**REQUIRED WORK:**
1) Answer these questions from the review of Tintin and the Picaros below, one line per answer, marked as the questions are.
(a) How many years passed between Flight 917 and Tintin and the Picaros?
(b) Which opera singer has been arrested?
(c) What does Tintin wear in place of his plus fours?
2) Resume the review of Tintin and the Picaros below, carrying on from its final sentence.

**DOCUMENT SECTION:**
════════════════

Eight years elapsed between Flight 917 and Tintin and the Picaros, which would be the final completed Tintin adventure. Hergé was increasingly stressed at even the thought of having to work on another story, and occupied himself by travelling extensively. Meanwhile, the germ of an idea he’d had about South American revolutions and dictatorships continued to percolate.

On hearing the news that opera singer Bianca Castafiore has been arrested in San Thedoros, Captain Haddock is initially amused, but his hilarity is transformed to anger when he, Tintin and Professor Calculus are linked to fermenting revolution. San Thedoros was last seen over fifty years previously in The Broken Ear, but its then president General Alcazar manifested in exile in two further books. Now back in his homeland, he’s gathered a band of rebels, the Picaros, named after the local tribe with whom they live, and plots to depose his enemy General Tapioca, previously mentioned, but never seen. Lured to San Theodoros, the main cast members again link up with Alcazar.

Despite the political scenario against which events play out, Hergé never lets concepts from the real world overwhelm the tightly plotted adventure narrative, and this is considerably better than some critics would consider. Divesting Tintin of his by then way out-moded plus fours and replacing them with brown jeans dates the book in a manner that leaving him be wouldn’t have, but this is trivial. Much is also made of minor changes to cast members, and the accumulation of them supplying the story with a valedictory air. Despite his distaste for the pressure to continue Tintin, Hergé always denied it to be his farewell, and despite the crowded cast everyone has a part to play. There’s even a memorable new character, Alcazar’s ghastly wife.

════════════════

**RECORD EXTRACTS:**

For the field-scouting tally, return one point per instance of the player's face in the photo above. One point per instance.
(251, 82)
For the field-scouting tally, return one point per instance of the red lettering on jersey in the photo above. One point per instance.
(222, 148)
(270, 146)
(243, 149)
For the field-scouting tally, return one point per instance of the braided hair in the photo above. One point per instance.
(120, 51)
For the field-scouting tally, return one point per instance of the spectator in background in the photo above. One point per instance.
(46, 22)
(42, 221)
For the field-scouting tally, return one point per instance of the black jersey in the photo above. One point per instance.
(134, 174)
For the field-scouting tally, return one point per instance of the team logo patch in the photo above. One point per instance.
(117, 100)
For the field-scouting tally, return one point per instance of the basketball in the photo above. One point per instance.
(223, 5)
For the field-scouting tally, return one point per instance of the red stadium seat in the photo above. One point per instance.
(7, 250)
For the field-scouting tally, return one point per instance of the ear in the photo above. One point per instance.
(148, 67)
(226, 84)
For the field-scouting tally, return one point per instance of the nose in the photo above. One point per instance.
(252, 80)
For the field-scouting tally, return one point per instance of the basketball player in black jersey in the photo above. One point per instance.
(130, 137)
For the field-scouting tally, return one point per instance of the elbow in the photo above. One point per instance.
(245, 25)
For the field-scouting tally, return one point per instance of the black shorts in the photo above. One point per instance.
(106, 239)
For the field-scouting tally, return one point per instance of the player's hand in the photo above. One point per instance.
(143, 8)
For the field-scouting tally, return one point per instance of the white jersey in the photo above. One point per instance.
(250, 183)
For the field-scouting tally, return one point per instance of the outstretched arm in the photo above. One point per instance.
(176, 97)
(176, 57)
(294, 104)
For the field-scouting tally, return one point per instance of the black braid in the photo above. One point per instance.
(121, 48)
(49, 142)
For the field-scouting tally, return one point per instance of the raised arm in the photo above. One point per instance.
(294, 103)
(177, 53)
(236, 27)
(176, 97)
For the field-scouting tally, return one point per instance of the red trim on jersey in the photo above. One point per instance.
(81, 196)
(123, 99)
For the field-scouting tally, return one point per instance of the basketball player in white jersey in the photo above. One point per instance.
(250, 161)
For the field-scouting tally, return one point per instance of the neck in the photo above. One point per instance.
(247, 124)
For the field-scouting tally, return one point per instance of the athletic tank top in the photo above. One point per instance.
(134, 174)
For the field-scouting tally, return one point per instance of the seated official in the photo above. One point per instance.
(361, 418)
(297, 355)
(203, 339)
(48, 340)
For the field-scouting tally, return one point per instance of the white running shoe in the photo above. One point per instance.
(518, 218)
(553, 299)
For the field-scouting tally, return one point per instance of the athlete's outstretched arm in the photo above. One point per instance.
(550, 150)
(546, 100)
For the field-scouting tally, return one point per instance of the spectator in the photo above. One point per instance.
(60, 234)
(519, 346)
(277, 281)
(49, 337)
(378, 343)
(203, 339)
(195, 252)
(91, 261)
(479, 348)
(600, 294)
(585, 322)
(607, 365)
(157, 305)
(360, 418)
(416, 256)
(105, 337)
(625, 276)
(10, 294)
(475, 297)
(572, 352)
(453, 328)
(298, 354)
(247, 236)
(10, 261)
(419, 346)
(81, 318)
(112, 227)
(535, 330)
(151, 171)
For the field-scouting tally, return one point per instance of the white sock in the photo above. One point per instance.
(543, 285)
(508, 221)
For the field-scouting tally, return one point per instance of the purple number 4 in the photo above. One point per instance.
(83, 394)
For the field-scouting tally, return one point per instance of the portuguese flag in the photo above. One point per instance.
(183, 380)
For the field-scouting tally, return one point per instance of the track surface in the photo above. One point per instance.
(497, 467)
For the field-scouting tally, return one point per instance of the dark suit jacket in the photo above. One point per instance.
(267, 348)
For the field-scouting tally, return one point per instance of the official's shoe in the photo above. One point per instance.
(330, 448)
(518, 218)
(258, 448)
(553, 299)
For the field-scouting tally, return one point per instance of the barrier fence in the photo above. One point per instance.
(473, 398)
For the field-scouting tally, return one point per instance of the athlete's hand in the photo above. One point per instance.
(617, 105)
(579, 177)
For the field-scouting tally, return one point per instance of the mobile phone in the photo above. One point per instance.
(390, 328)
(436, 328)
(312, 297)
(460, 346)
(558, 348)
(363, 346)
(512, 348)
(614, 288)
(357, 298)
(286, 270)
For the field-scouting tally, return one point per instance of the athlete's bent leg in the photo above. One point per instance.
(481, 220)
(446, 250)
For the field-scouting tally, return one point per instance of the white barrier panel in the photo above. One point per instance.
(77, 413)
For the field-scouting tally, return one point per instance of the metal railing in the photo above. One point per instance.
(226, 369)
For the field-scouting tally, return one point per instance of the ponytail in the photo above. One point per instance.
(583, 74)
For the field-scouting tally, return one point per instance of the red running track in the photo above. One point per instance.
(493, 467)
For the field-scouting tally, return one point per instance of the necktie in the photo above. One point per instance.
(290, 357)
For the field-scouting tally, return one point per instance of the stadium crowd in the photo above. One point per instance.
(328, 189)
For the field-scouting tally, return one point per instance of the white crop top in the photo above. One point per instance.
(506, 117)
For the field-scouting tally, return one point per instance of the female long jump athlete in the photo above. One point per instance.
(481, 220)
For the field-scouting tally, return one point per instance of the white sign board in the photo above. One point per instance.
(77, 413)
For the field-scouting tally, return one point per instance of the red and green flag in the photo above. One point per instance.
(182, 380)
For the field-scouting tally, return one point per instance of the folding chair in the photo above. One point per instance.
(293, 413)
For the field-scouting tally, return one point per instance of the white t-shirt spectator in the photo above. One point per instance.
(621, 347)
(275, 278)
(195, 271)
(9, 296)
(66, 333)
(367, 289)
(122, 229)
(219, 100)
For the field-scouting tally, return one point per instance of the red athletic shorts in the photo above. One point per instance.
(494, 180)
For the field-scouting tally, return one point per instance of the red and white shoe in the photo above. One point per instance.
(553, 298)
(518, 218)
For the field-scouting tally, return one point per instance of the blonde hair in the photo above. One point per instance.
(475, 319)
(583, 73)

════════════════

**ANSWERS TO EACH TASK:**
1)
(a) Eight years.
(b) Bianca Castafiore.
(c) Brown jeans.

2)
There remain, though, two major mis-steps. One is the strange switch of allegiance from a minor character that remained unexplained, and smacks of plot convenience. The other is that Tintin aids the revolution not from strong moral convictions as per previous motivation, but because Alcazar is a mate. Despite extracting a promise no blood will be shed, which pays off in comical elements at the death, there’s no attempt to ascertain who will be better for the country. Hergé supplies his own view via two pointed panels of the poverty-stricken shanty towns and via media manipulation in the story, but it’s not via an ambivalent Tintin.

Still, this is a comedy adventure, and there are plenty of well-played comic sequences from Haddock’s sudden aversion to whisky, through to Bianca Castafiore’s demanding and ear-piercing cameos to Thompson and Thomson considering their final words.

The art is spectacular. By the mid-1970s only Bob de Moor remained to assist, but there’s no lack of detail, delicacy or any storytelling deficiency. Cameo-spotters can enjoy scanning the carnival sequences, while the lush jungle, and the modern city provide fantastic scenery.

Were the creator of Tintin and the Picaros anyone but Hergé it would be acclaimed as an astonishing piece of work. The only manner in which it appears substandard is in comparison with other Tintin material, and the top volumes number among the best graphic novels ever. Some folk protest too much.